§ **SELECTED PASSAGE**
===

Rich Hill Double Bill; The Orchard & PBS Mine For Sundance Grand Jury Prize Winner

Deadline reports that 2014 Sundance’s Grand Jury Prize Documentary winner has found a double down of a deal: a theatrical distrib home with the folks at The Orchard and a television preem via with PBS’ Independent Lens. Marking a second affiliation between the PBS and the filmmakers, Tracy Droz Tragos and Andrew Droz’s Rich Hill will likely continue on the fest circuit with screening after Dallas and Hot Docs before breaking into a proposed 18 markets.

===

§ **GIVEN DATA**
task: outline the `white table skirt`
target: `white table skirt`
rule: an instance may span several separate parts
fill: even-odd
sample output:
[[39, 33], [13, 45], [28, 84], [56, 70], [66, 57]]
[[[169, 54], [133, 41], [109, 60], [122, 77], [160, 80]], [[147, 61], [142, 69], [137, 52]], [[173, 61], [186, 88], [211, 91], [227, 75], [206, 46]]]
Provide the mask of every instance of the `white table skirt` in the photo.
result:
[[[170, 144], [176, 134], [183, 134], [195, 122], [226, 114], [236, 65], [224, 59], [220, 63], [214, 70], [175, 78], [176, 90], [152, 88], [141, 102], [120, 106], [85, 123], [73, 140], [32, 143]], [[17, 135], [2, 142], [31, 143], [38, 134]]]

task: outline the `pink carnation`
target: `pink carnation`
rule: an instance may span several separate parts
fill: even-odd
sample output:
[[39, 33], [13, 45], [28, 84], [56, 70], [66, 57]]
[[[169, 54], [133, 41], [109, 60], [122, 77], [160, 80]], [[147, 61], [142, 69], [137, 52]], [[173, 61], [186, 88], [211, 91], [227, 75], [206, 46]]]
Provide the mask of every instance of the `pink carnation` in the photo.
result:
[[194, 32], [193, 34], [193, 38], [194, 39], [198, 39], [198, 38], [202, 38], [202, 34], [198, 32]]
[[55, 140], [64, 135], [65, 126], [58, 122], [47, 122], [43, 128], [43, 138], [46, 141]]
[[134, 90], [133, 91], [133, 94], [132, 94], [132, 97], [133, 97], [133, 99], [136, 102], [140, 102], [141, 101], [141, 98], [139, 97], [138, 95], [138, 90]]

===

§ **GOAL OF THE EXERCISE**
Continue the news item about the distribution deal for the documentary Rich Hill, starting after its last sentence.

§ **RESPONSE AREA**
Gist: Rich Hill, Missouri. Seventy miles south of Kansas City, fifteen miles east of the Kansas border. Once a thriving mining town, shortly after World War II, the coal was gone – mined out. Stores closed, people moved away, farms were sold. It’s a story that could be told in hundreds of towns across America. But people still live here: 1,393 of them at last count. Deep potholes line the gravel roads, and property tax is almost nonexistent. The town center is littered with piles of bricks, and crumbling buildings are all that remain of the original bank, the corner pharmacy, a cafe. Yet there is still the dream of transformation on the horizon: if only the citizens could attract more business or Rich Hill could be home to an industry once again.

Worth Noting: Tragos and Droz both placed on our Sundance Best of Fest: New Voices list.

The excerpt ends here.